§ EXERCISE 1: Please extract every line of the entries that contains the string "leather", treating uppercase and lowercase as different.

==== PASSAGE ====

You are viewing a plain text version of this content. The canonical link for it is here.
Posted to issues@hbase.apache.org by "Wellington Chevreuil (Jira)" <ji...@apache.org> on 2021/05/06 10:20:00 UTC
[jira] [Commented] (HBASE-25857) HBase bulk import fails with
exitCode -100
[ https://issues.apache.org/jira/browse/HBASE-25857?page=com.atlassian.jira.plugin.system.issuetabpanels:comment-tabpanel&focusedCommentId=17340132#comment-17340132 ]
Wellington Chevreuil commented on HBASE-25857:
----------------------------------------------
Please use HBase Dev List <de...@hbase.apache.org> for such discussions. Jira should be used solely for bug reporting or new features/enhancements efforts. This one has not identified a particular hbase bug, it's more of a user issue, apparently with yarn.
> HBase bulk import fails with exitCode -100
> ------------------------------------------
>
> Key: HBASE-25857
> URL: https://issues.apache.org/jira/browse/HBASE-25857
> Project: HBase
> Issue Type: Bug
> Affects Versions: 2.2.5
> Reporter: ZFabrik
> Priority: Major
>
> I want to import the data from an HBase 1.0 cluster to our new HBase 2.2.5 cluster.

==== INPUT MATERIAL ====

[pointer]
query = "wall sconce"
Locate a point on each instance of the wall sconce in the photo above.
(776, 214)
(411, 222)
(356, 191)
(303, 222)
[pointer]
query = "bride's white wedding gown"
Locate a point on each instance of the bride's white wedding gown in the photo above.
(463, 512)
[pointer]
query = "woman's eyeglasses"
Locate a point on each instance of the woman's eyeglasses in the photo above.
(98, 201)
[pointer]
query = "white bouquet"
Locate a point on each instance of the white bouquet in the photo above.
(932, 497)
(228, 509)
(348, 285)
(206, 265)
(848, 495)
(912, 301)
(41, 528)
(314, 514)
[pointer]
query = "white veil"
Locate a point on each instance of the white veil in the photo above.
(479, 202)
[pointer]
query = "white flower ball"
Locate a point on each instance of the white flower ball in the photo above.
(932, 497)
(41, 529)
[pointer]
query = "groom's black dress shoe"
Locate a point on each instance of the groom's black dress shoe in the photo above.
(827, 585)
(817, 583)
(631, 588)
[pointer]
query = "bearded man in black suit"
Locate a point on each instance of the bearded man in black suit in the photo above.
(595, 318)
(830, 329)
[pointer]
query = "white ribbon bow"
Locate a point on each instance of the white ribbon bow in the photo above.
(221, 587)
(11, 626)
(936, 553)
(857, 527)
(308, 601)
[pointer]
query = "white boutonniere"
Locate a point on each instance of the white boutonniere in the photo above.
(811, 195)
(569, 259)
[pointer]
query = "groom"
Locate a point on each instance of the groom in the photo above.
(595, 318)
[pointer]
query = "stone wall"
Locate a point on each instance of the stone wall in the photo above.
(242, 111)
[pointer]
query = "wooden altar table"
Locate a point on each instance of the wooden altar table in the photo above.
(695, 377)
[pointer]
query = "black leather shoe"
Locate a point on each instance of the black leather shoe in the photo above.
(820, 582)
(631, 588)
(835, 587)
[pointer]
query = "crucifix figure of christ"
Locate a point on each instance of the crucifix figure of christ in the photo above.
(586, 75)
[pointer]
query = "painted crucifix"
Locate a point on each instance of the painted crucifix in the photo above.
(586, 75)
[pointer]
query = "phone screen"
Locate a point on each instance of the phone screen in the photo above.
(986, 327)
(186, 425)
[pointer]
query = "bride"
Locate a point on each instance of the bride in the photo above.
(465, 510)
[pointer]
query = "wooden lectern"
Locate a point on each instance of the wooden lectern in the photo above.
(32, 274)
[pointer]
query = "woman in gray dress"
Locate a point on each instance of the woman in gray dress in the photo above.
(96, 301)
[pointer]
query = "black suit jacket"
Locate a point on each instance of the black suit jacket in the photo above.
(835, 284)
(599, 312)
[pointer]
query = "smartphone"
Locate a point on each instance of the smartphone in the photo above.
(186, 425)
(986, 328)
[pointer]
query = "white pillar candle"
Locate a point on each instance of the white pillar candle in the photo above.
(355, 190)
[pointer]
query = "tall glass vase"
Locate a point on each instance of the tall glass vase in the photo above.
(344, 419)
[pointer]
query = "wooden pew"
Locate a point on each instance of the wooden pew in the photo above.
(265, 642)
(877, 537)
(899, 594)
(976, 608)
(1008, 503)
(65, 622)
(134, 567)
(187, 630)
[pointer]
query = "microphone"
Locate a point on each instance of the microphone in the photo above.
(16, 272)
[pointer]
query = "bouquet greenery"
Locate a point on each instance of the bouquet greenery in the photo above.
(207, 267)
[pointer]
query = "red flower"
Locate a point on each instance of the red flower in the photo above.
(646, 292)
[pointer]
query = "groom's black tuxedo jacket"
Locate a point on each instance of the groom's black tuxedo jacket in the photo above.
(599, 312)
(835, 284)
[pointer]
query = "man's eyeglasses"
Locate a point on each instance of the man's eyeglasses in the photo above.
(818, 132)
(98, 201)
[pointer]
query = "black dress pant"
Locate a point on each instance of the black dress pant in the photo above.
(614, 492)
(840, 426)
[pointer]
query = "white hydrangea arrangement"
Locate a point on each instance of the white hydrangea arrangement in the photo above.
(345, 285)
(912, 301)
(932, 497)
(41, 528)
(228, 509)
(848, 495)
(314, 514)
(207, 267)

====

§ EXERCISE 2: Carry on the HBase bulk import issue above, starting after its final sentence.

§ TASK ANSWER 1:
query = "black leather shoe"
Locate a point on each instance of the black leather shoe in the photo above.

§ TASK ANSWER 2:
> Our setup is as follows:
> * 6 data nodes with 250GB disc space each
> * total DFS capacity (as reported by Hadoop): 1.46 TB
> * one additional node running namenode, hmaster, resource manager
> The data I'm trying to import was created by HBase export on the 1.0 HBase cluster and take 14.9 GB in HDFS (due to `hdfs dfs -du -h`)
> The import uses bulk-output with `hasLargeResult=true:`
> {noformat}
> > hdfs dfs -du -h /
> 2.6 G /TMP_IMPORT
> ...
> > yarn jar $HBASE_HOME/lib/hbase-mapreduce-2.2.5.jar import \
> -Dmapreduce.map.speculative=false \
> -Dmapreduce.reduce.speculative=false \
> -Dimport.bulk.output=/HFILES \
> -Dimport.bulk.hasLargeResult=true \
> my_table /TMP_IMPORT
> {noformat}
>
> Approximately 3 hours later the import fails with this error messages:
> {noformat}
> Error: org.apache.hadoop.mapreduce.task.reduce.Shuffle$ShuffleError: error in shuffle in OnDiskMerger - Thread to merge on-disk map-outputs
> at org.apache.hadoop.mapreduce.task.reduce.Shuffle.run(Shuffle.java:134)
> at org.apache.hadoop.mapred.ReduceTask.run(ReduceTask.java:376)
> at org.apache.hadoop.mapred.YarnChild$2.run(YarnChild.java:175)
> at java.security.AccessController.doPrivileged(Native Method)
> at javax.security.auth.Subject.doAs(Subject.java:422)
> at org.apache.hadoop.security.UserGroupInformation.doAs(UserGroupInformation.java:1844)
> at org.apache.hadoop.mapred.YarnChild.main(YarnChild.java:169)
> Caused by: org.apache.hadoop.util.DiskChecker$DiskErrorException: Could not find any valid local directory for opt/seritrack/tt/nosql/data/yarn/usercache/seritrack/appcache/application_1620201940366_0003/output/attempt_1620201940366_0003_r_000000_1/map_40.out
> at org.apache.hadoop.fs.LocalDirAllocator$AllocatorPerContext.getLocalPathForWrite(LocalDirAllocator.java:446)
> at org.apache.hadoop.fs.LocalDirAllocator.getLocalPathForWrite(LocalDirAllocator.java:151)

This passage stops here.